- _What is required_:
In the records below, find the line holding "black glove, one"; copy it and every line after it to the end, omitting all images.

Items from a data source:
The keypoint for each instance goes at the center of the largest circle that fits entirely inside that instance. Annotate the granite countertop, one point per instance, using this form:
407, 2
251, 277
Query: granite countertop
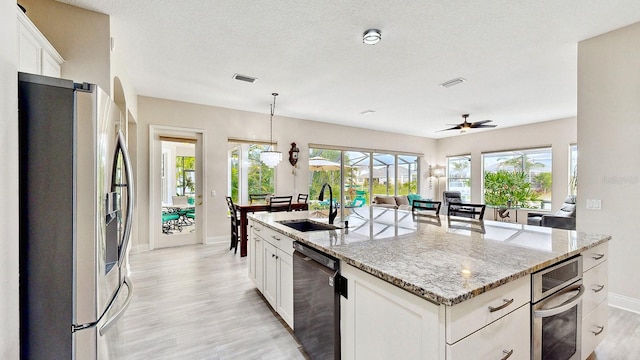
445, 260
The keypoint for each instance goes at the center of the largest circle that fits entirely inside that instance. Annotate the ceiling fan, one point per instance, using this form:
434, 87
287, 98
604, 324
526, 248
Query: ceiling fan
464, 126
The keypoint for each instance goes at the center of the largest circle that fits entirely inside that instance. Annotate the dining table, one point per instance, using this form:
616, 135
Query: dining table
245, 209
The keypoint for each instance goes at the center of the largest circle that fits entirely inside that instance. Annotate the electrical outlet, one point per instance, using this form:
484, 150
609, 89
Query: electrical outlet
594, 204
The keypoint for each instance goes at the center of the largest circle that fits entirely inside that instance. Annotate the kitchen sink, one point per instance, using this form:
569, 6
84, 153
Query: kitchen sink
305, 225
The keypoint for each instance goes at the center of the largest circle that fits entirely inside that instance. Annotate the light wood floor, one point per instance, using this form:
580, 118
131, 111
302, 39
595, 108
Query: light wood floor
197, 302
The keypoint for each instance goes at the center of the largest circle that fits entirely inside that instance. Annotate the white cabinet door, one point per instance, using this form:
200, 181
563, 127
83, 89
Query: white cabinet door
285, 287
270, 286
382, 321
256, 256
507, 337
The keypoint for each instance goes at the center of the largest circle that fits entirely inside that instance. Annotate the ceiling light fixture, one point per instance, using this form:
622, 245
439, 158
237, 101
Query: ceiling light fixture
270, 157
245, 78
453, 82
371, 36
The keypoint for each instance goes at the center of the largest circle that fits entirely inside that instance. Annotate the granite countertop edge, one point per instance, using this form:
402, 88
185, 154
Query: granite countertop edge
426, 294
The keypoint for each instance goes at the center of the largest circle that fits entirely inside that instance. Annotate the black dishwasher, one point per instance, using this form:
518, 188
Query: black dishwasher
317, 286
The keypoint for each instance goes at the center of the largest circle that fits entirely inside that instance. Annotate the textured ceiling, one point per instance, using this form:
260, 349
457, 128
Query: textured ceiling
519, 57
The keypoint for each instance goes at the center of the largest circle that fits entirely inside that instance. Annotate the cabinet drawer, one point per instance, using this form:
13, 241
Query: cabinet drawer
594, 328
464, 318
595, 256
508, 335
596, 284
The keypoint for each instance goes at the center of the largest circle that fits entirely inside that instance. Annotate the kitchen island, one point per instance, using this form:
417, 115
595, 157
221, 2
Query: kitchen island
419, 287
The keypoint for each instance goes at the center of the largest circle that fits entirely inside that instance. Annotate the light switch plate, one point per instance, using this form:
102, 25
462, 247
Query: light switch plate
594, 204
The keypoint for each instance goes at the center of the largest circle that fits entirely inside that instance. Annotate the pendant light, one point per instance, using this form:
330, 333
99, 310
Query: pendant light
270, 157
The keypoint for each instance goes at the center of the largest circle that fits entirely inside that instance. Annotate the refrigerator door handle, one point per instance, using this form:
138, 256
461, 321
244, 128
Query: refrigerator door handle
124, 307
122, 147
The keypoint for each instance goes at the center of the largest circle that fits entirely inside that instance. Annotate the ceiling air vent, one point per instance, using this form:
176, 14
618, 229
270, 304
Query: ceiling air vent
453, 82
244, 78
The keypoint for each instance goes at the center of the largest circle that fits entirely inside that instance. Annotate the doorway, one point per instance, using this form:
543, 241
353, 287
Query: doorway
177, 211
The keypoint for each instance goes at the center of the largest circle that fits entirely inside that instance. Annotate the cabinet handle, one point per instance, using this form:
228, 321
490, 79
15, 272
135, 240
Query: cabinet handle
600, 330
507, 353
506, 303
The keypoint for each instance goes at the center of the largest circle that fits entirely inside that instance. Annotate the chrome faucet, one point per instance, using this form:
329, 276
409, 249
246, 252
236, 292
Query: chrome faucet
332, 213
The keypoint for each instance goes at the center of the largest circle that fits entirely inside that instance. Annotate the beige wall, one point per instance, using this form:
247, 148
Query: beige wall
609, 147
221, 124
80, 36
9, 336
558, 134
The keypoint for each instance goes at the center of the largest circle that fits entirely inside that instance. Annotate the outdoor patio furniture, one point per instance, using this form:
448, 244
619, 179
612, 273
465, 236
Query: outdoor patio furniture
421, 206
474, 211
280, 203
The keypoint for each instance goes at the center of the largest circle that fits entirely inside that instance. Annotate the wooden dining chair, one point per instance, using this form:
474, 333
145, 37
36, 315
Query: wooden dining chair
474, 211
426, 206
280, 203
258, 197
235, 225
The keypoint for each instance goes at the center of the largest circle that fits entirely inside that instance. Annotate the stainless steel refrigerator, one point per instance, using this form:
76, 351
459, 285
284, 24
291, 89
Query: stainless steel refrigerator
76, 207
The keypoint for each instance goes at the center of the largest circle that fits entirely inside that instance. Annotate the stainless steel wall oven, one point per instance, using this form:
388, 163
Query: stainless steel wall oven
556, 311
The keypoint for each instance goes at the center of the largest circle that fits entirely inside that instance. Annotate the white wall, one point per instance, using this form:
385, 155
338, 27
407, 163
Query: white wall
221, 124
609, 149
9, 336
559, 134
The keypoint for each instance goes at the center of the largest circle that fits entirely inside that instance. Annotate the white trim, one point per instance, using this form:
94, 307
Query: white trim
624, 303
217, 239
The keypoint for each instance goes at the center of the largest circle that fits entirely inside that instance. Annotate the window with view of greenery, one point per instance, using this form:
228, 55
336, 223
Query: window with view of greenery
365, 175
518, 178
185, 175
459, 175
247, 174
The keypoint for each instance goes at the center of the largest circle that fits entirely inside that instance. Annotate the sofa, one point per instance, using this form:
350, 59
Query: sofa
565, 218
402, 202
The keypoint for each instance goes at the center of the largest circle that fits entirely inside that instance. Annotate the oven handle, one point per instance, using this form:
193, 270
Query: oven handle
564, 306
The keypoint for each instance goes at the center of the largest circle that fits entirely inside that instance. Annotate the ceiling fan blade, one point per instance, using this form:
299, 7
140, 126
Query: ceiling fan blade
484, 126
475, 123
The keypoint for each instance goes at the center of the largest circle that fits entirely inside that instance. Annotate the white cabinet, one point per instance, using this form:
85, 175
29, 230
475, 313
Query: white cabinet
36, 55
256, 256
381, 321
595, 307
271, 268
507, 337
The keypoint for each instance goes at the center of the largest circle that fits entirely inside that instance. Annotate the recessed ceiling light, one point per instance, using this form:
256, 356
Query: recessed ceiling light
371, 36
453, 82
244, 78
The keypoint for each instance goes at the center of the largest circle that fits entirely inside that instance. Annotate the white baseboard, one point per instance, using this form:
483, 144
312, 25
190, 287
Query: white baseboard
624, 303
139, 248
217, 239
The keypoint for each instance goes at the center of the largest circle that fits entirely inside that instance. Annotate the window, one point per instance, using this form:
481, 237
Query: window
518, 178
247, 174
459, 175
573, 169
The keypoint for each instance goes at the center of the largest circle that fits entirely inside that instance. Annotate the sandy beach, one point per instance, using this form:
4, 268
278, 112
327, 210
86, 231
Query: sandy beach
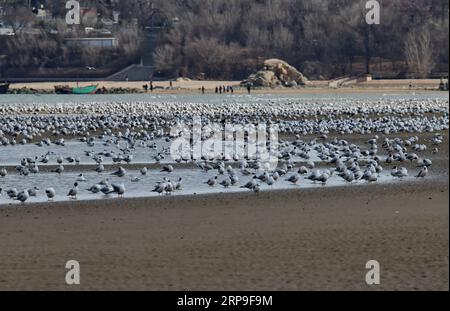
316, 239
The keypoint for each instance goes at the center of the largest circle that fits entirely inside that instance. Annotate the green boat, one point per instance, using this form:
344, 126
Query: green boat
65, 89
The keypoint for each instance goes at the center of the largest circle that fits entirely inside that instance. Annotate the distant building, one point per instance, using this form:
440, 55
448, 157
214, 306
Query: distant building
108, 43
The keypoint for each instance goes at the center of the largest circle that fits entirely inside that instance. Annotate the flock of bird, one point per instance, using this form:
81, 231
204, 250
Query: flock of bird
129, 126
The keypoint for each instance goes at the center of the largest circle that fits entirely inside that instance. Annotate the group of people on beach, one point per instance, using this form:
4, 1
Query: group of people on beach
224, 89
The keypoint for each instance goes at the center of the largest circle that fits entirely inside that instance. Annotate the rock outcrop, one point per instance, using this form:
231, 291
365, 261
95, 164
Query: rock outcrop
276, 73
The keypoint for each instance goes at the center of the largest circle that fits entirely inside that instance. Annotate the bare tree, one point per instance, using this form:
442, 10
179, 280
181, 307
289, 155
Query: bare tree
18, 18
418, 52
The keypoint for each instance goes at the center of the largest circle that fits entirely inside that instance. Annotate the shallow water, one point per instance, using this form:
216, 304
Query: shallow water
194, 182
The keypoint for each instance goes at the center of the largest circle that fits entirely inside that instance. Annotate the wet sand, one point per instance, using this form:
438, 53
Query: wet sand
313, 87
315, 239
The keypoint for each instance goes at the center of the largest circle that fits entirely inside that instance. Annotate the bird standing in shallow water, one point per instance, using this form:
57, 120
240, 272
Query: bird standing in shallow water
73, 192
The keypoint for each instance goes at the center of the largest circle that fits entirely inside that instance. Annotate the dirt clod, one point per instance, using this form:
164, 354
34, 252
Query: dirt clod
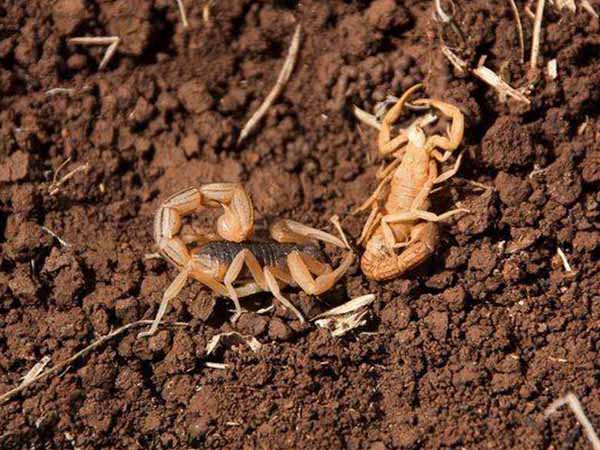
464, 352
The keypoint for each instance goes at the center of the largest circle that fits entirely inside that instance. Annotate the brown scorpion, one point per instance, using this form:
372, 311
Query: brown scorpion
399, 215
233, 264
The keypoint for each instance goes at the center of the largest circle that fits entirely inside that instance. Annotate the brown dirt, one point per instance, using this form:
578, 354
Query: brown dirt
466, 352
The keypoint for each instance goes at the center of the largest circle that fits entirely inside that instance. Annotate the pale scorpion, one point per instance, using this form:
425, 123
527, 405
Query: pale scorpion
399, 215
290, 256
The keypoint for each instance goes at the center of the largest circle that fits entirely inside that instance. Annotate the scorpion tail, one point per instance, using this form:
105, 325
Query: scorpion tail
384, 265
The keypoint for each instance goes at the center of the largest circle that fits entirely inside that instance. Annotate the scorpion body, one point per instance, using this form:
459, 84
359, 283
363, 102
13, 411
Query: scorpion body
234, 264
399, 206
267, 252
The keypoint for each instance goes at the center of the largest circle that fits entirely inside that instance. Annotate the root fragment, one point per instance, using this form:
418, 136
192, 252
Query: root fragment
183, 14
537, 29
31, 379
366, 118
348, 307
232, 336
282, 79
57, 183
55, 91
575, 405
552, 69
111, 41
515, 10
564, 260
56, 236
486, 75
503, 88
346, 317
589, 8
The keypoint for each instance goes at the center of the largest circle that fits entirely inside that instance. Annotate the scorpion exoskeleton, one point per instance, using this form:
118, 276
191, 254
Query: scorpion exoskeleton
291, 254
399, 206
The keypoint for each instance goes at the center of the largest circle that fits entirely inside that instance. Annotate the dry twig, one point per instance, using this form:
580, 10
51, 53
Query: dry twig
56, 236
56, 183
366, 118
182, 14
345, 317
486, 75
111, 41
67, 362
564, 260
575, 405
250, 341
503, 88
589, 8
282, 79
55, 91
515, 10
552, 69
537, 29
348, 307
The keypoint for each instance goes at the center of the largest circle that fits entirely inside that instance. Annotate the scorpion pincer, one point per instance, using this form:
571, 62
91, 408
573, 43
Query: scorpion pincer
399, 215
232, 263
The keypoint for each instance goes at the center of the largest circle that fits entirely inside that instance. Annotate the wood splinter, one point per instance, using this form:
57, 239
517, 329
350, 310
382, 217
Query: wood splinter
111, 41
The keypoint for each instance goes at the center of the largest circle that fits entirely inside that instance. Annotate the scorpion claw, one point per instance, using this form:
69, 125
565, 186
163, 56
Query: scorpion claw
380, 262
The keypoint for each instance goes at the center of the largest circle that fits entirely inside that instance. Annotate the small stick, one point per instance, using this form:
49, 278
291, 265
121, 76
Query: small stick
589, 8
62, 365
36, 369
56, 236
486, 75
56, 184
537, 28
459, 64
220, 366
445, 18
575, 405
183, 14
365, 117
206, 11
441, 15
55, 91
563, 257
335, 220
513, 5
282, 79
491, 78
552, 69
111, 41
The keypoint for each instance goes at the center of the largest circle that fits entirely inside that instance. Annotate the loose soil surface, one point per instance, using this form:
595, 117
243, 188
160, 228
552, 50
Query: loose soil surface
465, 352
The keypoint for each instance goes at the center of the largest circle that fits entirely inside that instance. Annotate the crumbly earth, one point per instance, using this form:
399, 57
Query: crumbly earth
465, 352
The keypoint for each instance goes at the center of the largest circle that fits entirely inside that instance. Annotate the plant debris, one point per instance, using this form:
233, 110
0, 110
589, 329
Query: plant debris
282, 79
230, 338
344, 318
111, 41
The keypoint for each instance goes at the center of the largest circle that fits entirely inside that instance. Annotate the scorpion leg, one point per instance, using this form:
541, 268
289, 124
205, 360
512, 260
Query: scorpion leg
274, 288
236, 266
237, 222
449, 173
386, 144
378, 263
415, 214
290, 231
372, 220
455, 134
302, 267
174, 288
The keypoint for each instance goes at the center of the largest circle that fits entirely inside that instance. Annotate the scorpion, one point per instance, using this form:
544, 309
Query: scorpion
399, 216
233, 263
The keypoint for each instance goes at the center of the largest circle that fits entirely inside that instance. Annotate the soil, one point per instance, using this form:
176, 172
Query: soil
465, 352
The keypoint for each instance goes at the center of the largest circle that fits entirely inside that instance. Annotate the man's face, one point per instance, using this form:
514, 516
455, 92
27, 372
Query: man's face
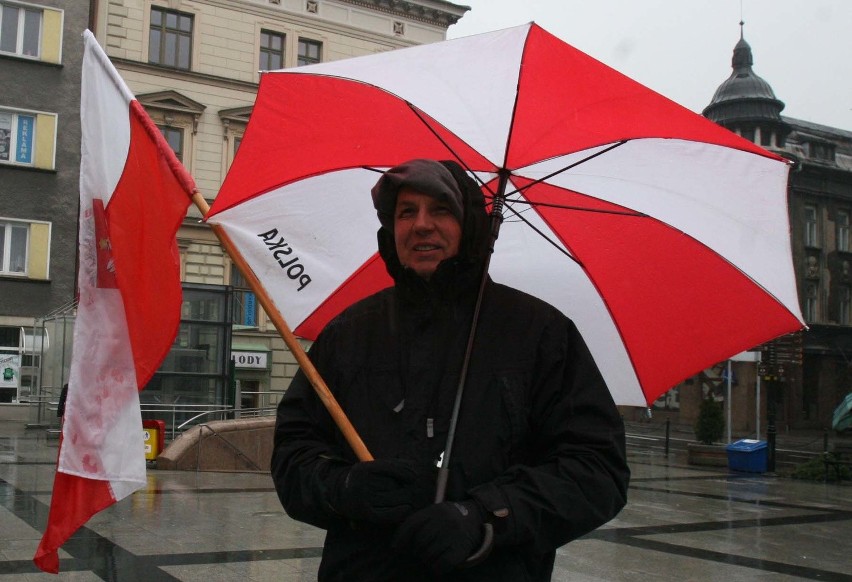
425, 231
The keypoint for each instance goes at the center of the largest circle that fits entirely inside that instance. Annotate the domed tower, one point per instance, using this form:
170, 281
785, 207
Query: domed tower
746, 104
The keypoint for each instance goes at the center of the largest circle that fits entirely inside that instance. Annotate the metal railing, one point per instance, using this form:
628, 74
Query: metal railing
180, 417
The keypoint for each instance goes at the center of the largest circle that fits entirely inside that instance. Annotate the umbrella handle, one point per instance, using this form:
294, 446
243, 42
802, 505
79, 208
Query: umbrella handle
484, 549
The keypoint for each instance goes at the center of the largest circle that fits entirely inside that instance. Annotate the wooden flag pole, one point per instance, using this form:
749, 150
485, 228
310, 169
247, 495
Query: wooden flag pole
321, 388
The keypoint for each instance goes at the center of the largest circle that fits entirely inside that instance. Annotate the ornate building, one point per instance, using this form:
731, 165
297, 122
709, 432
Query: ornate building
40, 71
195, 66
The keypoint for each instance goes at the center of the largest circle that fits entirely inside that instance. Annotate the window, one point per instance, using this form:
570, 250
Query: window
170, 39
174, 137
27, 138
31, 32
811, 302
13, 248
843, 230
821, 151
845, 307
24, 248
245, 302
310, 52
811, 230
271, 50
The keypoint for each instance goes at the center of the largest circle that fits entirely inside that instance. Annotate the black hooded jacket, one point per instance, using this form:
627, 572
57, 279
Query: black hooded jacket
539, 441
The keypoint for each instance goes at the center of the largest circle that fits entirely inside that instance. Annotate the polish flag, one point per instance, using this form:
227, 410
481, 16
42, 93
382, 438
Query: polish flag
134, 193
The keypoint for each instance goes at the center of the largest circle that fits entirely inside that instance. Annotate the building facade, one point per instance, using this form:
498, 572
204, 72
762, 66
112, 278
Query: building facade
195, 65
40, 70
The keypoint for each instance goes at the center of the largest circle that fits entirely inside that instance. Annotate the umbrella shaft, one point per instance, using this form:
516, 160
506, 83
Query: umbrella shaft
496, 221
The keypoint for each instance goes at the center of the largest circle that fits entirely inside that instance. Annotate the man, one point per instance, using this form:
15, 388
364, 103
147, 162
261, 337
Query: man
539, 448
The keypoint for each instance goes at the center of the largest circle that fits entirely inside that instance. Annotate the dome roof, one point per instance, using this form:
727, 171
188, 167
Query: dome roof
743, 95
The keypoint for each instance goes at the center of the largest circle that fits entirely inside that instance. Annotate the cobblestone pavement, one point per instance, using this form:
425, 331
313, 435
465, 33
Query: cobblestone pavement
682, 523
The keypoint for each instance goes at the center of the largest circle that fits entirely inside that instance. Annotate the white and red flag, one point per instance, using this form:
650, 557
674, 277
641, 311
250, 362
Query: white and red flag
134, 193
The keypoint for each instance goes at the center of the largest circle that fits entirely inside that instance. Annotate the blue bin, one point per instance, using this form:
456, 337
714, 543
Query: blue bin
747, 455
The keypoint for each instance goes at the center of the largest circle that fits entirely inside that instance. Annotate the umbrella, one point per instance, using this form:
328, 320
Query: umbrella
662, 235
842, 418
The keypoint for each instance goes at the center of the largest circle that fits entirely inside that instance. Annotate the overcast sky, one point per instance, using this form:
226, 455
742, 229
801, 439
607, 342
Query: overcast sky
683, 48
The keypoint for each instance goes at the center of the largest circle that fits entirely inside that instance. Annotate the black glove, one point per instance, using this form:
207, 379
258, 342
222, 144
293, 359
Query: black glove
442, 535
384, 491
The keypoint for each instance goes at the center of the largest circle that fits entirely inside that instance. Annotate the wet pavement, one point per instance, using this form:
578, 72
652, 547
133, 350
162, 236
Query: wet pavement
682, 523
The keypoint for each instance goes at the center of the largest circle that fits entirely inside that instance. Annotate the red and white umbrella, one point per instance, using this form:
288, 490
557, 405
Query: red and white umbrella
662, 235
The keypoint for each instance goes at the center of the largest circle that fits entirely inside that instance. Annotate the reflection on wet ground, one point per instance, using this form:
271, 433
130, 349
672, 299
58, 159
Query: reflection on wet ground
682, 523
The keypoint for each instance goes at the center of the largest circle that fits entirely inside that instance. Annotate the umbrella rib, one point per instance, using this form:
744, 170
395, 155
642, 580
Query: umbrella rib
544, 236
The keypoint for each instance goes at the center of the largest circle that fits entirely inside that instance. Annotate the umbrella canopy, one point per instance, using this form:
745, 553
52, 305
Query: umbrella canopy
842, 418
662, 235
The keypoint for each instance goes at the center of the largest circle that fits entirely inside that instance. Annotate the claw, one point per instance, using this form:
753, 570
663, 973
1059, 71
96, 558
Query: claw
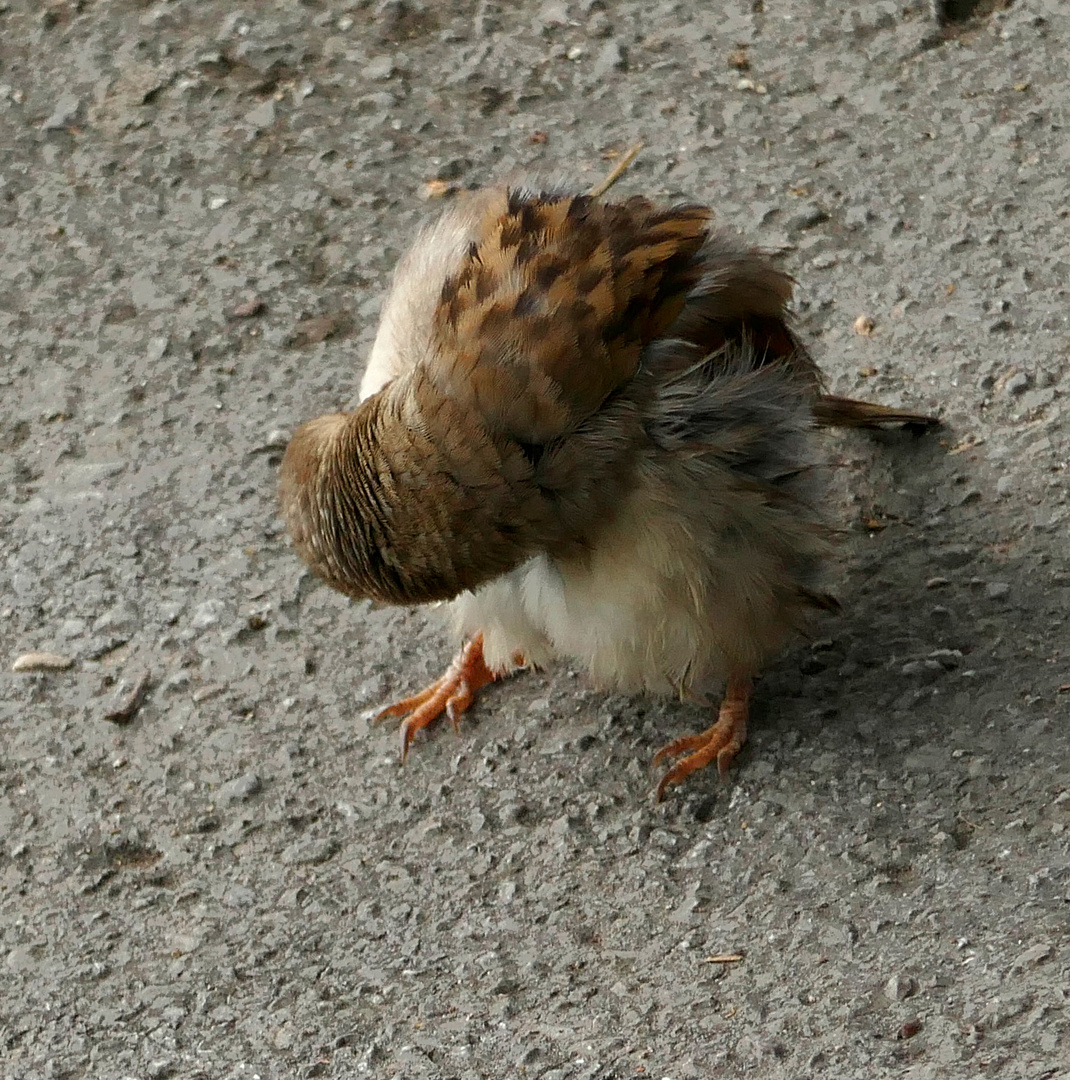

- _Output for this task_:
The keypoint for each instance goes at the center of the largest circle that fits entirely inside that instance. Annotate the black glove, one point per instance, using this form:
207, 379
258, 342
222, 144
293, 359
Query: black glove
442, 535
384, 491
The keypoint for each instance goes at the center of the largest circle that fits entirely inside that instance. Annotate the wet pavement, one point per instance, using this form:
578, 72
652, 547
133, 350
162, 236
Query: wet pavement
682, 523
The keypoint for each instance goes at the center of the largest circle that fits entirely inside that instance. Annotate the red and white umbrella, one point per instance, using this form:
288, 490
557, 405
Query: red and white umbrella
662, 235
The keypoint for each instance goes at the center of the largest circle that fits entirely inside that instance. Annotate the reflection on wet ground, one point per instance, using this form:
271, 433
130, 349
672, 299
58, 159
Query: reflection on wet ground
682, 523
The keypoint for each instance goes at the center of the largest circle that fits entirely inside that instance. Annotate the umbrella rib, one point per instance, using this form:
744, 170
395, 155
642, 580
Query: umbrella rib
544, 236
The keypoint for each instance goes at the center of the largest circle that fits entirely inside that instance. Annotate the umbrella canopy, one point per instance, using this form:
745, 553
52, 305
Query: umbrella canopy
842, 418
662, 235
The keypoint for each instance goes at the center of the largest circle that fits entirely inside that instance. Annotate the claw, one point per instance, using this form:
753, 570
663, 973
1059, 71
96, 558
Query: claw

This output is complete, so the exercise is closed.